(Collected data)
<<<<

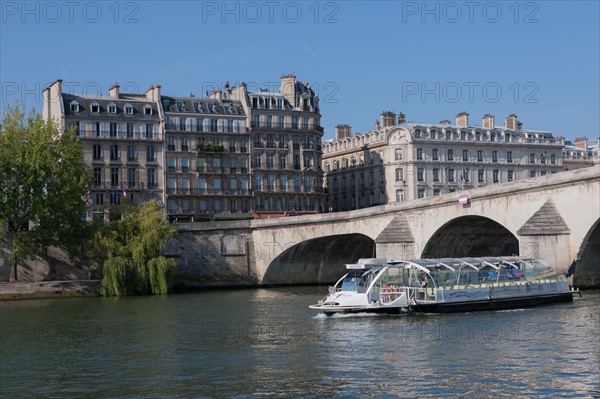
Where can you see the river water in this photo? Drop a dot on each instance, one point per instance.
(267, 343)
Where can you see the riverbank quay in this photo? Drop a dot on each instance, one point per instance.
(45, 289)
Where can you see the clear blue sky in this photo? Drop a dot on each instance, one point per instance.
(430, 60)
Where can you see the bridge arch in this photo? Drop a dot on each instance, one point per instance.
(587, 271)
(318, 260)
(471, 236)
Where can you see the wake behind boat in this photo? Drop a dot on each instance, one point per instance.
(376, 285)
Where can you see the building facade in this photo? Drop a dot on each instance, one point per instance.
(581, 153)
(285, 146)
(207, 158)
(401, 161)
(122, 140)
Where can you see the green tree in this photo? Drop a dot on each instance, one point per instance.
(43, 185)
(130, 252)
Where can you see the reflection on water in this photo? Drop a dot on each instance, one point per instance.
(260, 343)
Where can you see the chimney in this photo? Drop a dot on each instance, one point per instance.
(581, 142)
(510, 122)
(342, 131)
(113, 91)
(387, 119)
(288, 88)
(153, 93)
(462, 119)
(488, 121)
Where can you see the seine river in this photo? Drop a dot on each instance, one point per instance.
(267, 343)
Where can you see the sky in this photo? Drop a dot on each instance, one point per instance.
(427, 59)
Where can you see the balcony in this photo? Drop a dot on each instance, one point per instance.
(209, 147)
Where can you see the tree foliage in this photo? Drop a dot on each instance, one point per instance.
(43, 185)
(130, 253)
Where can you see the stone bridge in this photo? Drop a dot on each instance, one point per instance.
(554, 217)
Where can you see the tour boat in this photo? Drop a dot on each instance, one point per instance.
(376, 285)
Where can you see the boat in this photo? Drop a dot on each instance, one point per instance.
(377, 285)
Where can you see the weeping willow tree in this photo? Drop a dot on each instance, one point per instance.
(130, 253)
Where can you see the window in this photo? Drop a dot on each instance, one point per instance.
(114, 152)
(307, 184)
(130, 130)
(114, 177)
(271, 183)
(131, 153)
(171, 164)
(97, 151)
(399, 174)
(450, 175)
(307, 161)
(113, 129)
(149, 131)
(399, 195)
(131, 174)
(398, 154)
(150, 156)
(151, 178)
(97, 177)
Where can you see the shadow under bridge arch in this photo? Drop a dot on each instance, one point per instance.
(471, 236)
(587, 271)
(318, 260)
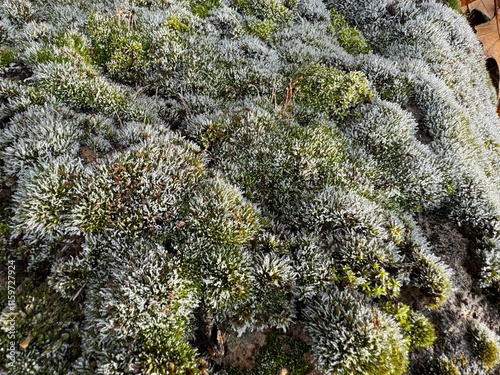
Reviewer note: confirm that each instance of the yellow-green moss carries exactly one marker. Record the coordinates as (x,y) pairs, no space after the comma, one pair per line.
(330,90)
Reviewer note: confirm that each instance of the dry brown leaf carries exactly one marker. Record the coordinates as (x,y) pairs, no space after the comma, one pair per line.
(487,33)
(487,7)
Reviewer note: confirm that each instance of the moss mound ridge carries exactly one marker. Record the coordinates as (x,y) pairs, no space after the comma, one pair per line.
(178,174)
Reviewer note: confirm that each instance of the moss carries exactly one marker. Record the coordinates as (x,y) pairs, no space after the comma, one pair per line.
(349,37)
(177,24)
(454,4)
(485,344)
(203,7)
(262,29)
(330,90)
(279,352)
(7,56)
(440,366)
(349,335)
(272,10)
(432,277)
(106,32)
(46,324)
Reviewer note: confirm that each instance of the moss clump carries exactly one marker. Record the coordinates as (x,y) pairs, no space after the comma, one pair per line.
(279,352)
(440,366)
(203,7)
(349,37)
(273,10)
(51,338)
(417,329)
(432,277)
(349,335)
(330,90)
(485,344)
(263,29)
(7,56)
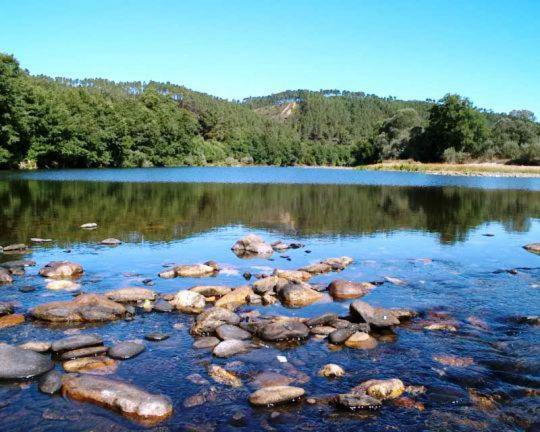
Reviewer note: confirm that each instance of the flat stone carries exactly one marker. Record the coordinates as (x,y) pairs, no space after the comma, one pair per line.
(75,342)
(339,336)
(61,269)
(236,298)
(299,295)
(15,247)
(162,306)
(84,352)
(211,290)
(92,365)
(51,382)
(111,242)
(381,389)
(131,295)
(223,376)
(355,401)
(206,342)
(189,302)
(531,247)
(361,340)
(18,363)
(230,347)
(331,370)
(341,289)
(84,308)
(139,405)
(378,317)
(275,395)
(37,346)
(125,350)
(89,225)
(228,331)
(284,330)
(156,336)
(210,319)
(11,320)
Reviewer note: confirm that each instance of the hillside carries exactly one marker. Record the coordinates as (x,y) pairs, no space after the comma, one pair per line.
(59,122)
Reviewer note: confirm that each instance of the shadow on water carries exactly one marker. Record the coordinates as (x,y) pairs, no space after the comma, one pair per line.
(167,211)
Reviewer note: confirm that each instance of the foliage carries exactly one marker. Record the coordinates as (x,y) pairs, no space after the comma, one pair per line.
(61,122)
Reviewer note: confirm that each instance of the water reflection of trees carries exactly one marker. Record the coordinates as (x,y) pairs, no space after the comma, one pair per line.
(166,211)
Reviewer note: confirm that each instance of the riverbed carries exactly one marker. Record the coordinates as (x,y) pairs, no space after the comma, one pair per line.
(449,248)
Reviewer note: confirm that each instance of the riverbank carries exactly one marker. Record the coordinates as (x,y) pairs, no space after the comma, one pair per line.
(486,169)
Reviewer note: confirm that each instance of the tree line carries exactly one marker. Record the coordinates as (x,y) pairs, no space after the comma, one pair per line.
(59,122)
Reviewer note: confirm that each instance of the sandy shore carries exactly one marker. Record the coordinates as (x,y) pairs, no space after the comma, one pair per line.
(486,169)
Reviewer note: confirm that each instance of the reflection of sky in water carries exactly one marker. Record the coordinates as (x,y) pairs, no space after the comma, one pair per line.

>>>>

● **Exercise**
Copy the data exactly. Any picture it contains is to be omitted.

● **Solution for this exercise**
Where can you see the river water in this photo? Drop a dot on each instance, one point per instance.
(267, 343)
Where can you see the riverbank quay in this photo? Drop a dot on each instance, one point per instance.
(45, 289)
Where can you see the clear blue sky in this photo? Drop a dot on each instance, one point per instance.
(430, 60)
Where can you see the bridge arch in this photo? Drop a dot on each instance, one point per instance.
(587, 271)
(318, 260)
(471, 236)
Where can you see the wake behind boat in this photo? Drop a dot on each instance, one point per instance.
(376, 285)
Where can you see the building facade in this photo? Drop a dot on each instance, one point per instance.
(581, 153)
(285, 146)
(207, 158)
(401, 161)
(122, 140)
Where can you see the green tree in this photo? Drop a dot on each instance, one point per instance.
(43, 185)
(130, 252)
Where can you see the reflection on water in this photo? Drop a dot on each instance, one point per instance.
(260, 343)
Where can you see the chimney in this photo? Drop a dot on each instance, one point per instance.
(581, 142)
(510, 122)
(342, 131)
(113, 91)
(387, 119)
(288, 88)
(153, 93)
(462, 119)
(488, 121)
Where can you see the seine river in this photo? Drop a dot on each instance, one point per instance.
(267, 343)
Where can you see the sky in this photo? Drop a dot on each instance, one point per instance.
(427, 59)
Where can you see the balcony in this photo? Drop a dot on each instance, one point per instance.
(209, 147)
Where can you see the tree foliage in this photo? Drop a dot on each instance, one point per instance.
(43, 185)
(130, 253)
Where can you see the stone bridge in this photo? Drop a dot on each instance, one point per instance.
(554, 217)
Where can you see the tour boat in this photo? Drop a dot on each instance, one point per instance.
(376, 285)
Where can you see the boat in this photo? Drop a dot on each instance, one point per instance.
(377, 285)
Where can you see the weeping willow tree in this photo? Drop a dot on each instance, one point per instance.
(130, 253)
Where can you see the window in this photo? Drop a dot on each instance, one point per instance.
(114, 152)
(307, 184)
(130, 130)
(114, 177)
(271, 183)
(131, 153)
(171, 164)
(97, 151)
(399, 174)
(450, 175)
(307, 161)
(113, 129)
(149, 131)
(399, 195)
(131, 174)
(398, 154)
(150, 156)
(151, 178)
(97, 177)
Where can you see the shadow under bridge arch in this photo? Drop a dot on each instance, one point per instance.
(471, 236)
(587, 271)
(318, 260)
Reviewer note: confirm that each instance of the yellow-green moss carries exactly one marker. Record the coordinates as (x,y) pairs, no space after the comma, one pair per line.
(330,90)
Reviewer note: confirm that each instance of the dry brown leaf carries exactly one marker. Record the coordinates as (x,y) pairs, no space after the comma, one pair per line.
(487,33)
(487,7)
Reviewer note: confirm that each instance of the moss mound ridge carries exactly one marker. Record the coordinates as (x,y) pairs, no space after the comma, one pair per line.
(178,174)
Reviewer note: confirm that each instance of the moss carries exactly one marker. Record the coordinates as (x,y) pairs, no space after the comma, one pair per line.
(349,37)
(177,24)
(454,4)
(485,344)
(203,7)
(262,29)
(330,90)
(279,352)
(7,56)
(440,366)
(349,335)
(272,10)
(432,277)
(106,32)
(46,324)
Reviewer note: confirm that each instance of the moss clump carries exactly one marker. Record the coordinates as (x,y) pairs, no space after the comma, one pair per line.
(279,352)
(440,366)
(203,7)
(349,37)
(273,10)
(51,338)
(417,329)
(432,277)
(349,335)
(330,90)
(485,344)
(263,29)
(7,56)
Reviewer note: confirm that each instance of the flat stone carries exactly one marker. Record the coordinates as (x,y) pairs, no space after the comma, one pair per line.
(75,342)
(339,336)
(61,269)
(236,298)
(299,295)
(15,247)
(162,306)
(84,352)
(211,290)
(92,365)
(51,382)
(111,242)
(381,389)
(131,295)
(223,376)
(355,401)
(206,342)
(189,302)
(531,247)
(361,340)
(18,363)
(230,347)
(331,370)
(341,289)
(84,308)
(139,405)
(378,317)
(275,395)
(37,346)
(125,350)
(89,225)
(228,331)
(284,330)
(156,336)
(210,319)
(11,320)
Reviewer note: confirm that each instance of the hillside carries exactly one marker. Record the coordinates as (x,y) pairs, no space after the comma, one pair per line.
(59,122)
Reviewer note: confirm that each instance of the shadow on water carries exactly one marker. Record the coordinates as (x,y) pairs, no space after the comma, one pair per line.
(167,211)
Reviewer note: confirm that each instance of the foliage carries exactly one marker. Record the coordinates as (x,y) pairs, no space after the comma, one pair per line.
(61,122)
Reviewer note: confirm that each instance of the water reflection of trees carries exactly one marker. Record the coordinates as (x,y) pairs, no space after the comma, one pair per line.
(166,211)
Reviewer note: confirm that each instance of the riverbed carries exactly one marker. Record the coordinates as (x,y) pairs, no space after the comma, one pair per line.
(449,248)
Reviewer note: confirm that each instance of the riverbank carries exactly one marker. Record the coordinates as (x,y) pairs, no space after the comma, one pair per line.
(486,169)
Reviewer note: confirm that each instance of the tree line carries exactly one marker. Record the coordinates as (x,y) pairs, no space after the comma, one pair per line.
(59,122)
Reviewer note: confirm that each instance of the sandy shore carries exactly one marker. Record the coordinates as (x,y) pairs, no space after the comma, one pair per line.
(486,169)
Reviewer note: confirm that each instance of the reflection of sky in water carries exactly one marker. Record the coordinates as (x,y) pairs, no space after the comma, one pair per line.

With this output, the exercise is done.